The terrible events in Ukraine are causing many to ask: Why is Putin doing this? For it is clear that – regardless of the sanctions and the expenditure of Russian blood and treasure – the Russian leader and the siloviki (people of force) who surround him were determined to start this war, and now to pursue it to the bitter end.

The driving forces behind it, that gain most attention in the Western media, are: hankering after restoring the lost empire of the Soviets and the tsars; fear of further eastern expansion of NATO; opposition to the growing influence of the EU and its democratic and law-based principles in Moscow’s backyard (given the authoritarian nature of the Putin regime); desire to crush a democratic state which embodies principles alien to the present regime in Russia; an attempt to rally support for Putin as the coalition of the dissatisfied grows in Russia; the desire of an ageing authoritarian to stamp his mark on Russian history as the restorer of ‘lost lands.’

All these issues help explain Putin’s decision to launch an all-out war on Ukraine, regardless of the cost. However, the factors driving this include others that go even further into the ‘deep story’ of Russian identity. This stretches back to the creation of the first ‘Rus’ state (‘Kiev Rus’) in the tenth century and its conversion to Orthodox Christianity. Despite the later shifting of the centre of gravity of Russian political identity to Moscow (later in the medieval period), Ukraine has a foundational role in that ‘deep story.’ Yet, the relationship with Russia (Ukraine was brought under tsarist rule from the 17th century) has often been very painful. Russification and the suppression of independent Ukrainian culture occurred under the tsars and then later under Stalin. A brief period of Ukrainian independence, after the fall of the tsar in 1917, was ended when the Red Army brought Ukraine under communist rule. This rule included the deaths of millions of Ukrainian peasants during Stalin’s collectivisation of agriculture in the 1930s. In 1991 Ukraine declared independence. For many Russian nationalists this was more than simply the loss of a valuable region; it represented a failure to retain a place that was deeply interwoven into Russian self-identity. And, in the post-Soviet world, this increasingly came to be expressed in a fusion of nationalist and Orthodox language.

Putin (president of the Russian Federation since 2000) has frequently referenced the Orthodox Church as representing an essential feature of Russian identity. In return, the church leadership has framed the Kremlin as the defender of Russian culture and of Russians living outside Russia. In 2012, Patriarch Kirill – head of the Russian Orthodox Church – described the Putin era as “a miracle of God.” Since then, Putin has increasingly positioned himself as a defender of traditional Orthodox Christian values in a world of turbulence. However, the nature of authoritarianism in modern Russia is that all institutions are subservient to the agenda of the Kremlin.

• **REQUIREMENTS**
1 > Duplicate the part of the text on Putin and Ukraine between "The terrible events" and "the bitter end.", inclusive.
2 > According to the text on Putin and Ukraine, in what year did Patriarch Kirill call the Putin era "a miracle of God"?
The records have no role in any of this.

• **ENTRIES SHOWN**
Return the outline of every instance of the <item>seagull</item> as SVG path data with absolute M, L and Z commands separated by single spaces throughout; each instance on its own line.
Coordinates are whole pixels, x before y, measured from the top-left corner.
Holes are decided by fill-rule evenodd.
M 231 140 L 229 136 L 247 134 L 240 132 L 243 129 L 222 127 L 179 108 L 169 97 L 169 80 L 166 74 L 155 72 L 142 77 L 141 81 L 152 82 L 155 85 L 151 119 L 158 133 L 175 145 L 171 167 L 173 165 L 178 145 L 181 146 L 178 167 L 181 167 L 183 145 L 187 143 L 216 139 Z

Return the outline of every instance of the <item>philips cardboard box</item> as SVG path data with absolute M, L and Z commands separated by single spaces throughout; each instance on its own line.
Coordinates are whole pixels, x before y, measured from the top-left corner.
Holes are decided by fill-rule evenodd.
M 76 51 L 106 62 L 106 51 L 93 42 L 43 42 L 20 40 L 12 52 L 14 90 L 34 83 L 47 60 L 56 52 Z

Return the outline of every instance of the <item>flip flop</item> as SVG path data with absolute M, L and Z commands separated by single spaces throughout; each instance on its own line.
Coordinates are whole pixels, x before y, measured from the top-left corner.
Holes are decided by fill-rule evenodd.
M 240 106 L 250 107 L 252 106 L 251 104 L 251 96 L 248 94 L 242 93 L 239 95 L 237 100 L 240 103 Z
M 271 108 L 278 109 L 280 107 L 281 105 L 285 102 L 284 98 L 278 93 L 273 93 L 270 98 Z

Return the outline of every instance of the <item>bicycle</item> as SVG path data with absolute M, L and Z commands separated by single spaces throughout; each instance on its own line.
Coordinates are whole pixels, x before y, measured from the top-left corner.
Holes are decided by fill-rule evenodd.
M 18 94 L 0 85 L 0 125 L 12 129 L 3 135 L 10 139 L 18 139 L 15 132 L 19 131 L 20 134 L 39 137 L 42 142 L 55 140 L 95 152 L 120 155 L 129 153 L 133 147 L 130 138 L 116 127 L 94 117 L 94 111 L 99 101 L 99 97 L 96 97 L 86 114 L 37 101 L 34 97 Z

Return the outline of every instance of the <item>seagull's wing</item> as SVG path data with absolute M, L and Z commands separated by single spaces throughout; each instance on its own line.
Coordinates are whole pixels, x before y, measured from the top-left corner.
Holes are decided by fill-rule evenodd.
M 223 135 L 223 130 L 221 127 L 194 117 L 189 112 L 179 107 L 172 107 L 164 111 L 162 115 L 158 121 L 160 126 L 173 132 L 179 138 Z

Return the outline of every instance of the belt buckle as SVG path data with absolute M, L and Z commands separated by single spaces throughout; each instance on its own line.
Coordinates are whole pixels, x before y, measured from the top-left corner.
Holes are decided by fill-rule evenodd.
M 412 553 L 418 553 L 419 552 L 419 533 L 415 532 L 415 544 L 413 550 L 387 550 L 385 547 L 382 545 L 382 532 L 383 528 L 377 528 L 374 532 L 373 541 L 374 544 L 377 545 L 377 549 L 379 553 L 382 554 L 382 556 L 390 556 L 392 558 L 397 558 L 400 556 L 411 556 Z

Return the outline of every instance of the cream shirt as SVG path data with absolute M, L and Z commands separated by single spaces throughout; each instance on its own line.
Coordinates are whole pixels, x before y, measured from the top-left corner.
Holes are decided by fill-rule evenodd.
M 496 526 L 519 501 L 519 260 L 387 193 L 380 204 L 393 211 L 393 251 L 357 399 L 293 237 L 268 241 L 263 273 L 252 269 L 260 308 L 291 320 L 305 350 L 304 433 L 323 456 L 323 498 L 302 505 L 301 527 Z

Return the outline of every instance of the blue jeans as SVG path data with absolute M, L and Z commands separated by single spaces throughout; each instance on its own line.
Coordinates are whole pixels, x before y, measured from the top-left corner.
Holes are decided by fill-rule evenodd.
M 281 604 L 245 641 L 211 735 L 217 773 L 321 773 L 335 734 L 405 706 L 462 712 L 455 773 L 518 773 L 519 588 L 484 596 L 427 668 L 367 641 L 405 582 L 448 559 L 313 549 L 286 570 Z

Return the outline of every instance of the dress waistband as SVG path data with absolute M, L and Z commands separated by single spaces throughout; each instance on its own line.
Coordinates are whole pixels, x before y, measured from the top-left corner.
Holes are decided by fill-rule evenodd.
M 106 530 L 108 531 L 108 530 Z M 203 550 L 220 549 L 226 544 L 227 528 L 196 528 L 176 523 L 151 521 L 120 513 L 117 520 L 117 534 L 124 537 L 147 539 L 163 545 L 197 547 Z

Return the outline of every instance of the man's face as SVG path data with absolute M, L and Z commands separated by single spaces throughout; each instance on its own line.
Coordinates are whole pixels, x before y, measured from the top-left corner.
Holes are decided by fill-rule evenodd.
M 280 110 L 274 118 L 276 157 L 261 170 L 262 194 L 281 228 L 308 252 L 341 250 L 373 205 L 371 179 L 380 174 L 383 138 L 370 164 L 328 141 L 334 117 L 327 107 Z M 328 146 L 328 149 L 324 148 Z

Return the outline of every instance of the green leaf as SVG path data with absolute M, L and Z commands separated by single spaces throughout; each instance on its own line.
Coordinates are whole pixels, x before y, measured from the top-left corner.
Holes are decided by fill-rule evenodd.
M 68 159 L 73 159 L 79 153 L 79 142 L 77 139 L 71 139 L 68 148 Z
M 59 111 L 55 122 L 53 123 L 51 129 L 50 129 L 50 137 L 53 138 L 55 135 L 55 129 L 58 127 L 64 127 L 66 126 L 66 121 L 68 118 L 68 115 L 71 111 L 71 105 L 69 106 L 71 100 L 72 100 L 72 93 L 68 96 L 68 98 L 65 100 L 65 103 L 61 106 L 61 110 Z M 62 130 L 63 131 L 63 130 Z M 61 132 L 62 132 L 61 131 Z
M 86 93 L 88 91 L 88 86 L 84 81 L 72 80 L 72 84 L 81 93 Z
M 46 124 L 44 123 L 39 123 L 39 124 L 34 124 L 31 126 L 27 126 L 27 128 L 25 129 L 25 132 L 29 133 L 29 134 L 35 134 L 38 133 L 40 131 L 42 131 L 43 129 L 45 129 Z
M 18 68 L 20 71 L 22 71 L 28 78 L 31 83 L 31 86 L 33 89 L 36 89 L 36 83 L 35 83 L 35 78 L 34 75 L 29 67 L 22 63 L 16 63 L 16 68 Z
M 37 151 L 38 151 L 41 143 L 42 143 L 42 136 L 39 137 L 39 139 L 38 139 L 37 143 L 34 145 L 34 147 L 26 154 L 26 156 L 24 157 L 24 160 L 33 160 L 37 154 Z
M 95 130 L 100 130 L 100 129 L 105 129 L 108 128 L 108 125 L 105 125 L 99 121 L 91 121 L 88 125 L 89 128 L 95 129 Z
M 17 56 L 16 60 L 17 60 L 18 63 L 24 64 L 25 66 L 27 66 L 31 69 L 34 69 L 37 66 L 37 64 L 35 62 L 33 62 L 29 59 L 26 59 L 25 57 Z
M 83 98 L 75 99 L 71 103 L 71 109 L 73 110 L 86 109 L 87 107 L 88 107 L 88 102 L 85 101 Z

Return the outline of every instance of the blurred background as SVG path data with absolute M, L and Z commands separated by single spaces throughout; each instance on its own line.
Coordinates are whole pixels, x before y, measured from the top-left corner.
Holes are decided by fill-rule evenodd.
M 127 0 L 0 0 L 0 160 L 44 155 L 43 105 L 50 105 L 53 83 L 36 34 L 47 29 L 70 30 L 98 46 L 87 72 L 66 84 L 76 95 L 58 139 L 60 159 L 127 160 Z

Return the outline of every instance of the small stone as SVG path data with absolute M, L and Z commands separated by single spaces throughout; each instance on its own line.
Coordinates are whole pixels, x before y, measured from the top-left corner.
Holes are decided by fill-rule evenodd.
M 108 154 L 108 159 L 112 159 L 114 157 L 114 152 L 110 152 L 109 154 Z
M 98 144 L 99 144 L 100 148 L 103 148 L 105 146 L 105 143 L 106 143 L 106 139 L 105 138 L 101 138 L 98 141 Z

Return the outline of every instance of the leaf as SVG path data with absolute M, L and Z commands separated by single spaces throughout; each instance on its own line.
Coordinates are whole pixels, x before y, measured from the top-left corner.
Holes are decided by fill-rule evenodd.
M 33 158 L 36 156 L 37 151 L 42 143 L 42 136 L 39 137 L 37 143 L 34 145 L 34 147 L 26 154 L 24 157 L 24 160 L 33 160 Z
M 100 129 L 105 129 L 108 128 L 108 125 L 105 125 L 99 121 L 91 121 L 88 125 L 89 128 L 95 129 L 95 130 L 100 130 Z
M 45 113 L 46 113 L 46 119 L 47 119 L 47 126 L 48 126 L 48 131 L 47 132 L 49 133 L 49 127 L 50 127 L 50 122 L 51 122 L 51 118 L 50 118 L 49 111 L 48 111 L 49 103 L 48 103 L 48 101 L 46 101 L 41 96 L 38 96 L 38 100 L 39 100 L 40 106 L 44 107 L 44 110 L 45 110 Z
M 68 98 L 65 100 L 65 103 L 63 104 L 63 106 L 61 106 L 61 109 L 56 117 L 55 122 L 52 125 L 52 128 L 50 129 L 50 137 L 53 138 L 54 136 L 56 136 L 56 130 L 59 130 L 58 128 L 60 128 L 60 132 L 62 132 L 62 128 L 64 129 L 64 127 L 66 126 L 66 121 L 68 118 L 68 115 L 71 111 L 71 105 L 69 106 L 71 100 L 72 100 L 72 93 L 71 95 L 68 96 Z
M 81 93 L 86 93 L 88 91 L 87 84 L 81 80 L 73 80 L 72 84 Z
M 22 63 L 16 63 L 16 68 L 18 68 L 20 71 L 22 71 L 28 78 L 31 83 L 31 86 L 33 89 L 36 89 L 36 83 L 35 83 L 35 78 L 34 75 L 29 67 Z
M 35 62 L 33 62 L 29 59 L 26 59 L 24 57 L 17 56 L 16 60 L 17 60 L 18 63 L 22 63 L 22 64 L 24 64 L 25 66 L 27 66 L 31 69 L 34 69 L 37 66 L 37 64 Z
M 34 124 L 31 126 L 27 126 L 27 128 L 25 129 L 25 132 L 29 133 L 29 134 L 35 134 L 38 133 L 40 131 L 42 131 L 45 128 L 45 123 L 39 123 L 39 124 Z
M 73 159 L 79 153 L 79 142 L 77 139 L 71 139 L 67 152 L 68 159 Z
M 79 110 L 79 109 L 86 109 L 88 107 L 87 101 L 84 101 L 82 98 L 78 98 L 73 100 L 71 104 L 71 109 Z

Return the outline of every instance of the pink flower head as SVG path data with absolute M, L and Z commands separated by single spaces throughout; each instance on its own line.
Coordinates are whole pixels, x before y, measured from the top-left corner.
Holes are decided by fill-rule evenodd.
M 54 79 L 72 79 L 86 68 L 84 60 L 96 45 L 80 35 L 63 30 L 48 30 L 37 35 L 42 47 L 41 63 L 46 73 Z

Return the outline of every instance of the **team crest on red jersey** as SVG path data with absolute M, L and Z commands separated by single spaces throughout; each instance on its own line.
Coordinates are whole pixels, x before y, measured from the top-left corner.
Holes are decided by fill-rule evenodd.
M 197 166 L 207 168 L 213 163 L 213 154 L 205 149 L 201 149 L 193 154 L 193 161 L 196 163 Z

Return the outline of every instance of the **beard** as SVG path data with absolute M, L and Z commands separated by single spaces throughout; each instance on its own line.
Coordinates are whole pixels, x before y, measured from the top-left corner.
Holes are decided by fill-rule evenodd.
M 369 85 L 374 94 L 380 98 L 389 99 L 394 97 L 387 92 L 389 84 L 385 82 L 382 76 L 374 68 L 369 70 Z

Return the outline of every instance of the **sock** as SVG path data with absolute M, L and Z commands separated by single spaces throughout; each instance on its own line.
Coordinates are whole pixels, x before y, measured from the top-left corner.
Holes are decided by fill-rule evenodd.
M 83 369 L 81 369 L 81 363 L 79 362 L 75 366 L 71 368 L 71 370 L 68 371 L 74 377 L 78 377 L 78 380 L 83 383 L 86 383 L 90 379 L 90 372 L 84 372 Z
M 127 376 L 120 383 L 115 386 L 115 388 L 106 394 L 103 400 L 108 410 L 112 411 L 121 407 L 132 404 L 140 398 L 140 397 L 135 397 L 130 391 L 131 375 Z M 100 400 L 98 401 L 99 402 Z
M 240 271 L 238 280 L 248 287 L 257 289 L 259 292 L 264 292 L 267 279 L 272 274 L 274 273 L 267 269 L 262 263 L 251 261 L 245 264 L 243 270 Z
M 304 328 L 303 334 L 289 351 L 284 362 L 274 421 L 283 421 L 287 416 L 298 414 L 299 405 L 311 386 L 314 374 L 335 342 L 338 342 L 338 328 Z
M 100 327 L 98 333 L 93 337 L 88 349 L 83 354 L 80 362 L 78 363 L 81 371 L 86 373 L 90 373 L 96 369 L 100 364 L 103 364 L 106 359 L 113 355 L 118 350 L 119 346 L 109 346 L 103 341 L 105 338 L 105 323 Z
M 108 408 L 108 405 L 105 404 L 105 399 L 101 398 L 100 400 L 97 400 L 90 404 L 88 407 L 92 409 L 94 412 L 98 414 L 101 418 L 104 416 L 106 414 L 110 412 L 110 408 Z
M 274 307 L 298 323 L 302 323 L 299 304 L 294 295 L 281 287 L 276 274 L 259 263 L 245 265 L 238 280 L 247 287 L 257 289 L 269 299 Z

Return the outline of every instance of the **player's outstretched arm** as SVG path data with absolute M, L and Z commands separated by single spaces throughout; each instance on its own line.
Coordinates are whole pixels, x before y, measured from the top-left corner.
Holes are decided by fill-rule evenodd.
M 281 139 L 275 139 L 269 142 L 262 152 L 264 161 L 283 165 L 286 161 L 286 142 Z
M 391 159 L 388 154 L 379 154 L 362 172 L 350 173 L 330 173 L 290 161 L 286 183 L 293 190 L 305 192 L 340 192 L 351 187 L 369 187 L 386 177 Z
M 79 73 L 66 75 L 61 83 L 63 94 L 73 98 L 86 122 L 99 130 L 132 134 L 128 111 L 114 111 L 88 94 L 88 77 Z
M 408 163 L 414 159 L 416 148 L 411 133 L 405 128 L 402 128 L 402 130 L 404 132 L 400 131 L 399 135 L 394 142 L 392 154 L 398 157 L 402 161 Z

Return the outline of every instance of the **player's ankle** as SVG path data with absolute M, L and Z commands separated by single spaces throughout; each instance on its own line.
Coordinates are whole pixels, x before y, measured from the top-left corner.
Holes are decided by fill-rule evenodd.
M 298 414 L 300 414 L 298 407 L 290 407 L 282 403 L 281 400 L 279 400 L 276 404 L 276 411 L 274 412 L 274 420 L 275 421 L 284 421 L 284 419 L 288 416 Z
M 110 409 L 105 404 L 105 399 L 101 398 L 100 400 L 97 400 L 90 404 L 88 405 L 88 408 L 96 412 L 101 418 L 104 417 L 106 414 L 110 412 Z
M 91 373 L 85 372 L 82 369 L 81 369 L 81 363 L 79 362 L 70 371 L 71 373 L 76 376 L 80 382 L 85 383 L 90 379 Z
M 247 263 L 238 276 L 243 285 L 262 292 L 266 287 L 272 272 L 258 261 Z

• **RESPONSES BY TASK**
1 >
The terrible events in Ukraine are causing many to ask: Why is Putin doing this? For it is clear that – regardless of the sanctions and the expenditure of Russian blood and treasure – the Russian leader and the siloviki (people of force) who surround him were determined to start this war, and now to pursue it to the bitter end.

2 > 2012